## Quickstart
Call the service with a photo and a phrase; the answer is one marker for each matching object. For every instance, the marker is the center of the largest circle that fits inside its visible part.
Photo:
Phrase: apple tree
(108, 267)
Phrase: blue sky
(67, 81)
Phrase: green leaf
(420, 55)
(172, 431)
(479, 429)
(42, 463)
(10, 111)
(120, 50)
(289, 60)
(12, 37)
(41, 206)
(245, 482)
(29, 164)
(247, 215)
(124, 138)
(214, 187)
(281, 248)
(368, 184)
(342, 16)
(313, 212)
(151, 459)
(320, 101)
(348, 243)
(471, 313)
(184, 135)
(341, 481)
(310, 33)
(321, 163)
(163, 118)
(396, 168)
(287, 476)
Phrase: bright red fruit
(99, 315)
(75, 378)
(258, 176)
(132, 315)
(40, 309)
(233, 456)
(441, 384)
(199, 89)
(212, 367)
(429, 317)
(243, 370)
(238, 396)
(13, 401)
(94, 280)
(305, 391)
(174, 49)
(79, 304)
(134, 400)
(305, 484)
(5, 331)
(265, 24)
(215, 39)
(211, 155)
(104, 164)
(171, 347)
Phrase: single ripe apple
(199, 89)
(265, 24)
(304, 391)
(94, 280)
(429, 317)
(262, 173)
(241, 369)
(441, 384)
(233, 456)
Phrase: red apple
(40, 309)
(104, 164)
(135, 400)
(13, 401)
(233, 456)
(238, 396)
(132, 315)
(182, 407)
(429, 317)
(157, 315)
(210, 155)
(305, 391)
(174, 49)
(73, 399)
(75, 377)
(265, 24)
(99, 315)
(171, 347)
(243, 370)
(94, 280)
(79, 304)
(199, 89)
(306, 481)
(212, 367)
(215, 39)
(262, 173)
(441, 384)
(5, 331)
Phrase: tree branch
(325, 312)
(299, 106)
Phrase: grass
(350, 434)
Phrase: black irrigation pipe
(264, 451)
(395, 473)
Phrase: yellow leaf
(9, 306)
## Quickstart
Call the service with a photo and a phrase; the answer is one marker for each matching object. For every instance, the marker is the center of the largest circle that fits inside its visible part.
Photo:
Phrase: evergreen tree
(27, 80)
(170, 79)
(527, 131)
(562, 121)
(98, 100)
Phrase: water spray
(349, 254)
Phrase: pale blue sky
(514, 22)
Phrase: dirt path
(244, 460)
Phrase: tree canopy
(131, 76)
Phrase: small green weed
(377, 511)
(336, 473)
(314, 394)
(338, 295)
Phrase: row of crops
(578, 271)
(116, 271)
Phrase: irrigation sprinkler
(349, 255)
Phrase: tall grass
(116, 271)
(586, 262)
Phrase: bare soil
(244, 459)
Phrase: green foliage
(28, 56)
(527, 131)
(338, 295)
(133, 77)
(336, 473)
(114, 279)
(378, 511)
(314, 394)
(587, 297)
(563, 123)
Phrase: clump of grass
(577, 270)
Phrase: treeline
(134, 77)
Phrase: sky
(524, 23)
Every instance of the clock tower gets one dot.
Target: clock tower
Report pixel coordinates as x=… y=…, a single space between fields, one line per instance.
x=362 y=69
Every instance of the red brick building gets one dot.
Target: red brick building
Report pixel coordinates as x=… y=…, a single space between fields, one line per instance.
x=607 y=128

^^^^^^^^

**Problem details:** In the records above, each line with the string "clock" should be copied.

**Task result:**
Every instance of the clock tower gets one dot.
Target: clock tower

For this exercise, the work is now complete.